→ **DOCUMENT EXCERPT**:
════

2004-04-27 Thread Wolfe, Gordon W
We're not using LDAP, we're using security=server to a Windows 2000 server providing 
NTLM services...  but what you describe sounds close, very close.  We keep the virtual 
host capped at 64 meg ram and 128 meg swap, as it improves performance... I think this 
keeps us from having thousands of processes, but we definitely get upwards of 50+ 
extra ones.  So what's the cure for this, folks?  Local smb.passwd authentication?  
Our SuSE SLES 7 hosts running Samba samba-2.2.0a-56 don't have this problem.  Only the 
newer SLES 8 (service pack 3).

Nature and nature's laws lay hid in night:
God said, 'Let Newton Be!' and all was light. - Alexander Pope

It did not last; the Devil howling 'Ho!
Let Einstein Be!' restored the status quo.- John Collings Squire

God Rolled his dice, to Einstein's great dismay:
'Let Feynman Be!' and all was clear as day.   - Jagdish Mehra

Gordon W. Wolfe, Ph. D.
VM Technical Services, The Boeing Company

 --
 From: Hall, Ken (IDS ECCS)
 Reply To: Linux on 390 Port
 Sent: Tuesday, April 27, 2004 12:23 PM
 To:   [EMAIL PROTECTED]
 Subject:  Re: Samba process runaway
 
 We're running 2.2.8a on several servers and I've never seen this.
 
 What we HAVE seen is that if the server loses contact with the LDAP server that 
 contains the user/UID mappings, often the smbd processes hang.  I'm not sure if the 
 problem is in smbd, nscd, or
 nss_ldap.
 
 In any case, Windows gives up after 30-60 seconds, and drops the connection.  When 
 the workstation tries to reconnect, another smbd process is spawned, and hangs.  
 This continues until the machine
 fills up with smbd processes.  I've seen as many as 1000+ processes with only 80 
 active users.  Normal should be users (as reported by smbstatus) plus 1 or 2.

════

→ **DATA SECTION**:
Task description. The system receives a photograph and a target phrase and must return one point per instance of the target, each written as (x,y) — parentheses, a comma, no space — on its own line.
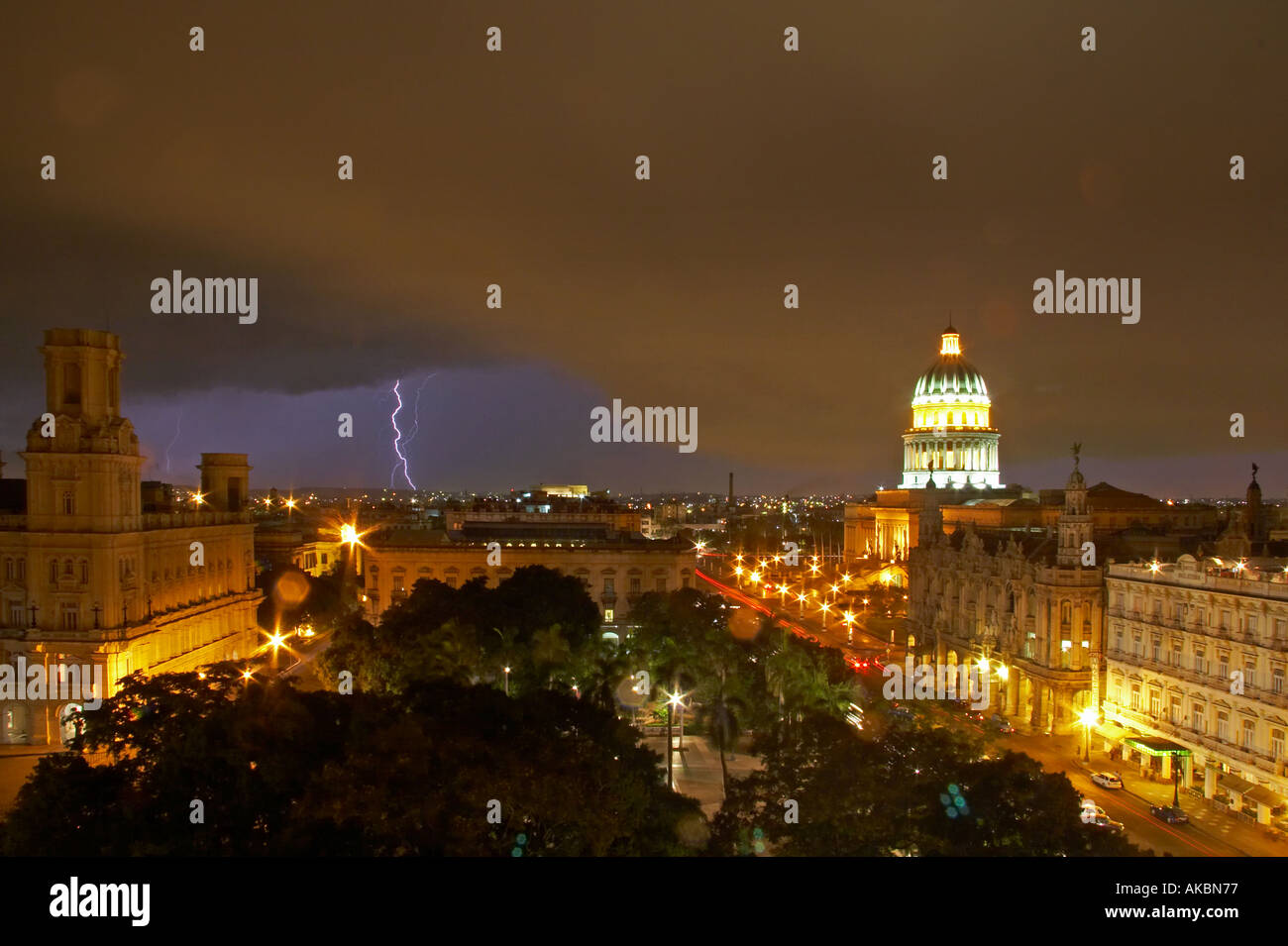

════

→ **THE TASK**: Please print the Samba mailing-list post again in full, word for word.

→ **TASK OUTPUT**:
2004-04-27 Thread Wolfe, Gordon W
We're not using LDAP, we're using security=server to a Windows 2000 server providing 
NTLM services...  but what you describe sounds close, very close.  We keep the virtual 
host capped at 64 meg ram and 128 meg swap, as it improves performance... I think this 
keeps us from having thousands of processes, but we definitely get upwards of 50+ 
extra ones.  So what's the cure for this, folks?  Local smb.passwd authentication?  
Our SuSE SLES 7 hosts running Samba samba-2.2.0a-56 don't have this problem.  Only the 
newer SLES 8 (service pack 3).

Nature and nature's laws lay hid in night:
God said, 'Let Newton Be!' and all was light. - Alexander Pope

It did not last; the Devil howling 'Ho!
Let Einstein Be!' restored the status quo.- John Collings Squire

God Rolled his dice, to Einstein's great dismay:
'Let Feynman Be!' and all was clear as day.   - Jagdish Mehra

Gordon W. Wolfe, Ph. D.
VM Technical Services, The Boeing Company

 --
 From: Hall, Ken (IDS ECCS)
 Reply To: Linux on 390 Port
 Sent: Tuesday, April 27, 2004 12:23 PM
 To:   [EMAIL PROTECTED]
 Subject:  Re: Samba process runaway
 
 We're running 2.2.8a on several servers and I've never seen this.
 
 What we HAVE seen is that if the server loses contact with the LDAP server that 
 contains the user/UID mappings, often the smbd processes hang.  I'm not sure if the 
 problem is in smbd, nscd, or
 nss_ldap.
 
 In any case, Windows gives up after 30-60 seconds, and drops the connection.  When 
 the workstation tries to reconnect, another smbd process is spawned, and hangs.  
 This continues until the machine
 fills up with smbd processes.  I've seen as many as 1000+ processes with only 80 
 active users.  Normal should be users (as reported by smbstatus) plus 1 or 2.